Terrorist ‘just like an animal’ during stabbing rampage, hero officer says

From the Oxford Mail and the Daily Mail

A police officer has told how he pulled the trigger on his Taser gun but it failed to stop crazed terrorist Mahdi Mohamud who lunged at him with a fillet knife before he could reload. Sergeant Lee Valentine, 31, said he felt “massively” lucky not to be more seriously injured in the attack last New Year’s Eve. He was with colleague Pc Tom Wright, 27, on duty at Manchester Victoria railway station when he heard a shocking scream as Mohamud launched the attack.

The crazed knifeman, 26, had walked up behind unsuspecting James Knox, screaming “Allahu Akbar!” and “Long live the Caliphate!” as he stabbed his victim repeatedly in the back, shoulders and head. He then turned the knife on Mr Knox’s companion, Anna Charlton, slashing her across the face after the couple, in their 50s, randomly crossed his path heading for a tram platform shortly before 9pm last December 31.

Entries supplied »

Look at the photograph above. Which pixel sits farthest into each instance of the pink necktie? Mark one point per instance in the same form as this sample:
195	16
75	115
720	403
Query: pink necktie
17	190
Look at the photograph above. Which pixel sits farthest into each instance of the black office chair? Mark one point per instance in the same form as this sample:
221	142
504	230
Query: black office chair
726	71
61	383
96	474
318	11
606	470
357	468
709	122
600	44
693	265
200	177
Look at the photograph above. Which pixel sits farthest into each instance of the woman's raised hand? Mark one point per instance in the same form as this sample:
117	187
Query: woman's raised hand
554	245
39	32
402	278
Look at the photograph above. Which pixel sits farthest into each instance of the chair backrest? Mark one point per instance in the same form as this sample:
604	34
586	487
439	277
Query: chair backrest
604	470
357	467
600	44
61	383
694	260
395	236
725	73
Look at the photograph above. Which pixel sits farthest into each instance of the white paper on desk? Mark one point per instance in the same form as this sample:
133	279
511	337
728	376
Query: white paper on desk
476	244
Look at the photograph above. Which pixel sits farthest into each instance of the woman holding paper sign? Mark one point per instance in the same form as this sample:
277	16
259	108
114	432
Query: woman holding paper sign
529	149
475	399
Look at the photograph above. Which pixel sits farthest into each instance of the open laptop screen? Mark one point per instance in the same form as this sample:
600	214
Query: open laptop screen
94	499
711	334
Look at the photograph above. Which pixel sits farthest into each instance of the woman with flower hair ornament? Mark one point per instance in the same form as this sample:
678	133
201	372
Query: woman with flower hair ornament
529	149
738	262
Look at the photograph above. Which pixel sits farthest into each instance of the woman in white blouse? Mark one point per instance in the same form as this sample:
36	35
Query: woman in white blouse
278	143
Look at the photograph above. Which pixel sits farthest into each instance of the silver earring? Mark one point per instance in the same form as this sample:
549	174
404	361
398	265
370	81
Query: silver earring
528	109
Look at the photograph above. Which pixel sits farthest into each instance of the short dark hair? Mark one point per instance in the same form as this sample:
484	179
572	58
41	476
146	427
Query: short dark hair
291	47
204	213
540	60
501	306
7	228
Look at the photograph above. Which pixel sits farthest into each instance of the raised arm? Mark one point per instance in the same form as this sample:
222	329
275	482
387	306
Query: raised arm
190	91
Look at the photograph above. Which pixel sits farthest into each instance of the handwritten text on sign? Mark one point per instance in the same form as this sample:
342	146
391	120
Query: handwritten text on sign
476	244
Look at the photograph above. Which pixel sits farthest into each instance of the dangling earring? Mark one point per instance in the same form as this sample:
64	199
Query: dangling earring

Work to complete »
1. In the Manchester stabbing report, how old was Pc Tom Wright?
2. Copy the stretch of the Manchester stabbing report from "The crazed knifeman, 26, had" through "last December 31.".
3. Write the next part of the Manchester stabbing report, picking up after its final sentence.

Answers for the exercise »
1. 27

2.
The crazed knifeman, 26, had walked up behind unsuspecting James Knox, screaming “Allahu Akbar!” and “Long live the Caliphate!” as he stabbed his victim repeatedly in the back, shoulders and head. He then turned the knife on Mr Knox’s companion, Anna Charlton, slashing her across the face after the couple, in their 50s, randomly crossed his path heading for a tram platform shortly before 9pm last December 31.

3.
Mohamud on Tuesday at Manchester Crown Court admitted three counts of attempted murder and one count of possession of a document or record likely to be useful to a person committing or preparing an act of terrorism, a manual titled, “the seven most lethal ways to strike with a knife”.

The suspect was pepper sprayed before seconds later Pc Wright, 27, arrived along with Sgt Valentine, the only one armed with a 50,000 volt Taser gun.

Sgt Valentine (said…) “You could just see him dancing around, waving this knife around, stepping towards us as if I’m going to, sort of, come towards you. Then I’ve come down, got past the guys and girls in the yellow jackets in the line, just gone in front so I can get a decent shot at tasering him. It just didn’t work.

“He had a really thick coat on, like a bubble jacket, and the old style Tasers that we use, sometimes it’s ineffective if somebody is wearing a number of layers or a thick coat. . . he just started running towards me. He probably closed a seven foot gap in half a second. “It was just like a dive, he flew, he probably jumped three or four foot off the ground and just sort of lunged, probably lunged at my head with his knife….”

The officer put his hands up to protect his head and Mohamud stabbed the officer in his shoulder before grappling on the ground as the other officers dived in.

He said: “One of the things for me, obviously when I’ve landed on top of him being so close to his face to be literally like looking in his eyes and he’s like – there’s nothing there. 

It’s just like a complete, it’s…I don’t know, you can’t describe it, he just, he just wasn’t there.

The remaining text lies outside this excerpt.